WHAT THE TASK ASKS -
Nothing but the lines from the one containing "Indicate every instance of the papaya leaf" through the last line of the records below should be copied, exactly and without pictures.

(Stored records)

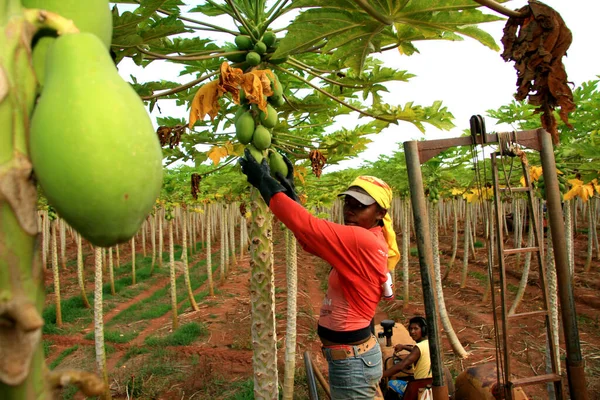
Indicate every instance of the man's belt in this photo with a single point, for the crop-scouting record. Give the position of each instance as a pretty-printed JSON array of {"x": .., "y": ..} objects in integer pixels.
[{"x": 344, "y": 351}]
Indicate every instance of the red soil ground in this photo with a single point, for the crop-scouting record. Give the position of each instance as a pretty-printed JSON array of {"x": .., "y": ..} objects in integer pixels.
[{"x": 224, "y": 355}]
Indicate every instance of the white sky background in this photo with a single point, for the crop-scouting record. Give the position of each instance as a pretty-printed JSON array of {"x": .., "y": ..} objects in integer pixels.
[{"x": 468, "y": 77}]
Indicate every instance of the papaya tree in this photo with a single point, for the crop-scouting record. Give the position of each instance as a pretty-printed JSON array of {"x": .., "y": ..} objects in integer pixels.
[{"x": 313, "y": 70}]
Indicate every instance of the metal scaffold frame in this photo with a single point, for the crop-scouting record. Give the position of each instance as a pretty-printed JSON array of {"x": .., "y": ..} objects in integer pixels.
[{"x": 417, "y": 153}]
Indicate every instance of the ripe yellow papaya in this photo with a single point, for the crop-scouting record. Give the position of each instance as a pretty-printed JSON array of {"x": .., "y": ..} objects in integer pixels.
[
  {"x": 261, "y": 138},
  {"x": 270, "y": 118},
  {"x": 277, "y": 164},
  {"x": 244, "y": 128},
  {"x": 92, "y": 144},
  {"x": 243, "y": 42},
  {"x": 92, "y": 16},
  {"x": 257, "y": 154}
]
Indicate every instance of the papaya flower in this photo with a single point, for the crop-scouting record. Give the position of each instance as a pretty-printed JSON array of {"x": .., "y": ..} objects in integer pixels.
[{"x": 534, "y": 174}]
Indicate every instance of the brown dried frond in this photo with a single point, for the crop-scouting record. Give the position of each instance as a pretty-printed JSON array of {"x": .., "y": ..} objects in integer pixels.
[
  {"x": 537, "y": 43},
  {"x": 195, "y": 178}
]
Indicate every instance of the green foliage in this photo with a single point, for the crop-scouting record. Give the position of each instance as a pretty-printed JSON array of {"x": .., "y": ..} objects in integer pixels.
[{"x": 327, "y": 59}]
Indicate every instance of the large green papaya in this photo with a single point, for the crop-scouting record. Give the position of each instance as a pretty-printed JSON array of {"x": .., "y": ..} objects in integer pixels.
[
  {"x": 92, "y": 16},
  {"x": 93, "y": 147}
]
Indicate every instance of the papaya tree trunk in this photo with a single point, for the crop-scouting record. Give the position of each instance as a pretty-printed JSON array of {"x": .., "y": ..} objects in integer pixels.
[
  {"x": 211, "y": 286},
  {"x": 186, "y": 270},
  {"x": 111, "y": 273},
  {"x": 590, "y": 252},
  {"x": 262, "y": 299},
  {"x": 457, "y": 347},
  {"x": 454, "y": 240},
  {"x": 55, "y": 276},
  {"x": 175, "y": 324},
  {"x": 45, "y": 229},
  {"x": 99, "y": 321},
  {"x": 290, "y": 330},
  {"x": 80, "y": 278},
  {"x": 21, "y": 275},
  {"x": 225, "y": 236},
  {"x": 63, "y": 243},
  {"x": 222, "y": 246},
  {"x": 467, "y": 238},
  {"x": 525, "y": 275},
  {"x": 160, "y": 237},
  {"x": 153, "y": 240},
  {"x": 144, "y": 238},
  {"x": 406, "y": 253},
  {"x": 133, "y": 260},
  {"x": 231, "y": 219}
]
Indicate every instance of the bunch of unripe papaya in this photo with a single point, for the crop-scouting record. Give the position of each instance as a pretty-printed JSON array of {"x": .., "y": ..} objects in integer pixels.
[
  {"x": 254, "y": 127},
  {"x": 92, "y": 144},
  {"x": 257, "y": 47}
]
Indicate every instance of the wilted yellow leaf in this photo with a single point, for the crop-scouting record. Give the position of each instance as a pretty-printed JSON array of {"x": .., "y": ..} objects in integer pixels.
[
  {"x": 206, "y": 101},
  {"x": 216, "y": 153}
]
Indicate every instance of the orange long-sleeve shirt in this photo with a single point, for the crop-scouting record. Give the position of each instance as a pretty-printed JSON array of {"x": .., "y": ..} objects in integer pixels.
[{"x": 358, "y": 257}]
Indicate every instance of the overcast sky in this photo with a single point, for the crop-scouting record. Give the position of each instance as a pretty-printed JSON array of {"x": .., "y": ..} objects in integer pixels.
[{"x": 468, "y": 77}]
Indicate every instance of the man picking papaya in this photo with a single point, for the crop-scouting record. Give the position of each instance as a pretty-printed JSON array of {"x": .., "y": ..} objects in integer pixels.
[{"x": 361, "y": 253}]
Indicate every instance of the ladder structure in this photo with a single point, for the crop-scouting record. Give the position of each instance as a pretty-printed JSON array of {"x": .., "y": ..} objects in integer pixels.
[
  {"x": 510, "y": 383},
  {"x": 419, "y": 152}
]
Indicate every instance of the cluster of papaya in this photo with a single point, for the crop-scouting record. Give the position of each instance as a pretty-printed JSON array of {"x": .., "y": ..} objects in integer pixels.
[
  {"x": 92, "y": 144},
  {"x": 562, "y": 180},
  {"x": 255, "y": 47},
  {"x": 253, "y": 127}
]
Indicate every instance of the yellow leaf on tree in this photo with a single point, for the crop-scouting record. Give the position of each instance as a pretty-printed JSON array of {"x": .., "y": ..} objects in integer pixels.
[
  {"x": 216, "y": 153},
  {"x": 230, "y": 80},
  {"x": 253, "y": 88},
  {"x": 206, "y": 101}
]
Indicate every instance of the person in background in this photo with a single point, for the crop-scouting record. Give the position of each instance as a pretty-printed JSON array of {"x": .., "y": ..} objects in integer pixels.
[
  {"x": 418, "y": 358},
  {"x": 361, "y": 253}
]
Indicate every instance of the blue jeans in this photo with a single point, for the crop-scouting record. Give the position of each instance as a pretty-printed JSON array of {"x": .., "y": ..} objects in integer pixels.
[{"x": 357, "y": 377}]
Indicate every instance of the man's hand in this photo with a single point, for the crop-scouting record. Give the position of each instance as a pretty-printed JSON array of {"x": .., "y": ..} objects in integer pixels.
[
  {"x": 288, "y": 181},
  {"x": 259, "y": 176}
]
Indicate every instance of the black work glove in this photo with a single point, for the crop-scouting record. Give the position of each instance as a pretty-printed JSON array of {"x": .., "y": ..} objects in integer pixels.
[
  {"x": 259, "y": 176},
  {"x": 288, "y": 181}
]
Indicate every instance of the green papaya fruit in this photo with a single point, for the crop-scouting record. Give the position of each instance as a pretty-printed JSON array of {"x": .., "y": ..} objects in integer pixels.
[
  {"x": 253, "y": 58},
  {"x": 92, "y": 16},
  {"x": 277, "y": 164},
  {"x": 243, "y": 42},
  {"x": 257, "y": 154},
  {"x": 93, "y": 148},
  {"x": 260, "y": 48},
  {"x": 269, "y": 38},
  {"x": 278, "y": 61},
  {"x": 39, "y": 57},
  {"x": 239, "y": 112},
  {"x": 270, "y": 118},
  {"x": 261, "y": 138},
  {"x": 244, "y": 128}
]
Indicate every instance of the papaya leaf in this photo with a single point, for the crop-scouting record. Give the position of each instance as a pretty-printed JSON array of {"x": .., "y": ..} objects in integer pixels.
[{"x": 206, "y": 101}]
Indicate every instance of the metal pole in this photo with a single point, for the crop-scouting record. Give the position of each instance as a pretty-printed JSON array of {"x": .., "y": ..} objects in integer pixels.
[
  {"x": 574, "y": 361},
  {"x": 417, "y": 196}
]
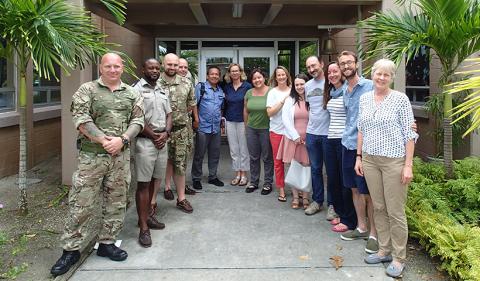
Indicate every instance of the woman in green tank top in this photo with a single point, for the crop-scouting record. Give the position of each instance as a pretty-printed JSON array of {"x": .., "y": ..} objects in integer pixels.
[{"x": 257, "y": 124}]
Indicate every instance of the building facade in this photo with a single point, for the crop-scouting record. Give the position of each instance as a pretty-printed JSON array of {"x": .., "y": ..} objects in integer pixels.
[{"x": 250, "y": 32}]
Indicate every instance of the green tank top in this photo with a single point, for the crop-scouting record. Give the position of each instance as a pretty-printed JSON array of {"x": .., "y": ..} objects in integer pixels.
[{"x": 257, "y": 110}]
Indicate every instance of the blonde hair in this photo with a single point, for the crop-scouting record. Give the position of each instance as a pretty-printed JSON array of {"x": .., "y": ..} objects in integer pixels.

THE RESULT -
Indicate every instance of the papaya leaf in this photo with a single point, for the crop-scouting record. Give the position of each instance as a pretty-printed JSON array of {"x": .., "y": ..} objects in integer pixels.
[{"x": 206, "y": 101}]
Indicate every instance of the metal pole in this photo with a single point, for the crop-scouting record. Give the position of each instance as a pretty-printed JSON array of {"x": .., "y": ..} objects in integer pixels.
[
  {"x": 574, "y": 361},
  {"x": 417, "y": 196}
]
Indicate every instance of the woman in green tank top in this photo with a single point, for the crop-scouting record. Give the position of each instance as a pretty-printed JSON array of {"x": .., "y": ..} objects in integer pixels.
[{"x": 257, "y": 124}]
Indicate every instance of the building facade in this photo with a single point, for the crop-scouting record. Give the position of each instance as a pretty-printed JSON array of {"x": .., "y": ..} objects in integer pixels.
[{"x": 250, "y": 32}]
Indicate every instance of the green tank top in this photo with a single point, for the crop-scouting record. Give the position of each instance as a pretty-printed JSON array of {"x": .., "y": ..} objects in integer pixels.
[{"x": 257, "y": 110}]
Indicate every instance of the blonde hair in this photo with a single point, for the crop-scouting record. Give the position of each instance as a pretty-printed JSON array of {"x": .., "y": ..} objects in integer pixels.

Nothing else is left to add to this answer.